Exercise prompt » Reproduce the data exactly. Omit no record.

### Records for processing

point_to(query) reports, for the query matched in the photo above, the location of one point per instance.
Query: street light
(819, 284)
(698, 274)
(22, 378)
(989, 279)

######

Response area »
point_to(query) reports, for the query matched in the photo above, the location of one point per instance.
Query: street light
(819, 284)
(698, 274)
(22, 378)
(989, 279)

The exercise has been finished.